Work to be completed:
Pick up the write-up of the custom Lance index plugin experiment after its final sentence and carry it forward in the same technical voice.

Study text:
Experiment 1.2 — Custom Lance index plugin from outside the lance crate

Ticket: MR-925 §1.2 (validates MR-737 §5.4, §5.5). Prototype: validation-prototypes/custom-lance-index/ (long-lived branch). Substrate pin: Lance 4.0.1 (matched by cargo to 4.0.0 spec). Lance 4.0.1 internally pulls roaring 0.11 and prost-types 0.14; the workspace deps were lifted to match. Date: 2026-05-12.


Hypothesis

A graph engine running on top of Lance can ship a custom index type (e.g. a neighbor-set adjacency index) from a third-party crate, by:

  1. constructing an IndexMetadata row with a custom index_details: Any,
  2. committing it via the transaction API (Operation::CreateIndex),
  3. having Lance round-trip it through the manifest unchanged, and
  4. having the Lance scanner dispatch filter pushdown to our plugin.

§5.4 of MR-737 currently leaves (4) as an open question — this experiment turns the answer into evidence.

Input data:
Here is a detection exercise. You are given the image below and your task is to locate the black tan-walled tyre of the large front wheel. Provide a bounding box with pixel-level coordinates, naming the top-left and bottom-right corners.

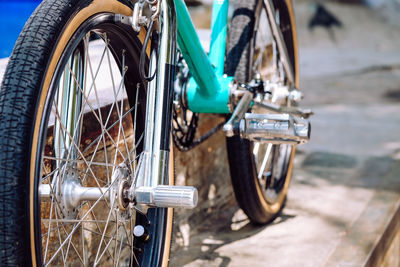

Answer for the task:
Method

custom-lance-index/ builds a tiny Lance dataset ((key: UInt64, payload: Utf8), 1000 rows in fragment 0), then runs five probes against the public surface of lance = 4.0.1:

Probe What is exercised
P1 Construct + commit Build an IndexMetadata with a custom index_details.type_url = "omnigraph.v0.NeighborIndexDetails" and commit it with Dataset::commit(..., Operation::CreateIndex { new_indices, removed_indices }, ...).
P2 Load round-trip Reopen the dataset and call DatasetIndexExt::load_indices(). Verify the index survives Lance's retain_supported_indices() filter and its index_details survives bit-for-bit.
P3 Append coverage Call Dataset::append(...), then re-load indices. Verify the fragment_bitmap is not auto-updated to cover the new fragment — i.e. coverage is the plugin's responsibility, not Lance's.
P4 Scan filter Run a Dataset::scan().filter("key = 42") and observe whether Lance attempts to open our plugin. With the plugin registry closed (see below), expect a full-scan fallback rather than an opt-in dispatch.
P5 Compact (Rewrite) Call compact_files(...) and observe whether the index survives the Rewrite operation and whether the fragment_bitmap is remapped.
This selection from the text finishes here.